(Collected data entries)

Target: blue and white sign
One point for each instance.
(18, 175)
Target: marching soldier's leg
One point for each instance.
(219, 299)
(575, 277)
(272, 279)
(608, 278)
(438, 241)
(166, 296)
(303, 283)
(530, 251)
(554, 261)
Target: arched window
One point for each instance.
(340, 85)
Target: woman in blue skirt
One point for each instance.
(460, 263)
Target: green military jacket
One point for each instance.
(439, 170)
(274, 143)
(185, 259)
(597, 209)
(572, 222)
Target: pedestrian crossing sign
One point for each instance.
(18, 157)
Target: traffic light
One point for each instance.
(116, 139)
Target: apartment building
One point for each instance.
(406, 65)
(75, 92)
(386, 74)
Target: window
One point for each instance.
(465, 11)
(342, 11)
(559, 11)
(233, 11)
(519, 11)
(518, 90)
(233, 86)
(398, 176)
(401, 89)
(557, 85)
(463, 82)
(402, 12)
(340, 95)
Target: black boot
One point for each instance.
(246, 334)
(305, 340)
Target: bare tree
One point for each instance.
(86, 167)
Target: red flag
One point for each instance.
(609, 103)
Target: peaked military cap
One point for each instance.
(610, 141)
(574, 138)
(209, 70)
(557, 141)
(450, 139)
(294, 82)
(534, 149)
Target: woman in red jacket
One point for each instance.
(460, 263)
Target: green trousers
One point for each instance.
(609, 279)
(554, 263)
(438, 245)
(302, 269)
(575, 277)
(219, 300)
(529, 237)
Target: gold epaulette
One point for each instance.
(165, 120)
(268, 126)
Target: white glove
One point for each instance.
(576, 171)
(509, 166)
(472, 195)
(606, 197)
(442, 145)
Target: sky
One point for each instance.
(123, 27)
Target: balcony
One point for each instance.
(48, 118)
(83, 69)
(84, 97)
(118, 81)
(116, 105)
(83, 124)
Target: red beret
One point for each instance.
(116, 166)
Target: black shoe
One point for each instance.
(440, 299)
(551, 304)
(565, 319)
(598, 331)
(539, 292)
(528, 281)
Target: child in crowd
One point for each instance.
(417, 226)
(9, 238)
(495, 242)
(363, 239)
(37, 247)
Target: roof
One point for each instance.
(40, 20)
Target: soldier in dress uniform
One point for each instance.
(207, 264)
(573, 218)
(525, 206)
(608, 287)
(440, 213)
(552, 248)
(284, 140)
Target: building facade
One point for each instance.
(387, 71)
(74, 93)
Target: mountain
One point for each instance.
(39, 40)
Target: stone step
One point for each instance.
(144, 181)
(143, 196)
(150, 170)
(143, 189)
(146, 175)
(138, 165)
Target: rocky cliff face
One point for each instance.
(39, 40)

...

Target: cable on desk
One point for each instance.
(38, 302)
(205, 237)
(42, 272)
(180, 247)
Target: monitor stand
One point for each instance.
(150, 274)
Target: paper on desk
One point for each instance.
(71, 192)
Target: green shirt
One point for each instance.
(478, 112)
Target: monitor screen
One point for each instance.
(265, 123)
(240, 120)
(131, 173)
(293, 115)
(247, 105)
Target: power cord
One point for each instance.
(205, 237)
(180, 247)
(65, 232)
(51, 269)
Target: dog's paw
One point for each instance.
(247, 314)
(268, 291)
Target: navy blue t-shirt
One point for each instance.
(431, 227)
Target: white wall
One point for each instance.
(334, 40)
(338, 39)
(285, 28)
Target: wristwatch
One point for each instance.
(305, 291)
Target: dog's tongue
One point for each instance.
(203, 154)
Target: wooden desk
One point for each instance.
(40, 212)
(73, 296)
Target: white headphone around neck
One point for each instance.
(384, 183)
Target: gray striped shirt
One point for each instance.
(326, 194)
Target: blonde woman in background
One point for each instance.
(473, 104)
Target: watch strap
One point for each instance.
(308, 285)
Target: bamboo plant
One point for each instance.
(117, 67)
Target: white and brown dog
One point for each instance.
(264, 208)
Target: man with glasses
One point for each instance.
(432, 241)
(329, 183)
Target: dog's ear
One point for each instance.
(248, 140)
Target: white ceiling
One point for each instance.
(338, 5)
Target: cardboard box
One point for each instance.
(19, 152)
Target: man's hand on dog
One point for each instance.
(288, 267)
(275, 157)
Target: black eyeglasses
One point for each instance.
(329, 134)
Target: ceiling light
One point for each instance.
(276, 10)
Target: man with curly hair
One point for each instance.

* * *

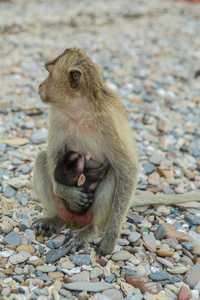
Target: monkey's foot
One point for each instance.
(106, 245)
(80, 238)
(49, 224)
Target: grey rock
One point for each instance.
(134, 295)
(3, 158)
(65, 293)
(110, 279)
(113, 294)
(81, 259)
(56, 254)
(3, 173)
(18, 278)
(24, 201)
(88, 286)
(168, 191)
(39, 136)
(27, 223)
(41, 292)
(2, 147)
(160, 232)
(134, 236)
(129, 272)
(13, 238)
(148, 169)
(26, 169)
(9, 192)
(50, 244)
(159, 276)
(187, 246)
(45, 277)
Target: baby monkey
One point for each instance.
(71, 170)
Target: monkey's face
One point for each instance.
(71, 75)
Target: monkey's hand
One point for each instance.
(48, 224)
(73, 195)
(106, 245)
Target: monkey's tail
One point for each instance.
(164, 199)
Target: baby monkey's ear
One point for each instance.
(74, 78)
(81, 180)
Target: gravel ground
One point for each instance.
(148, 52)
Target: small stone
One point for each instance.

Description of the task => Locate every row in the records above that contains the word "face", and copy each of those rows in full.

Worked answer =>
Target: rocky cliff face
Target: monkey's face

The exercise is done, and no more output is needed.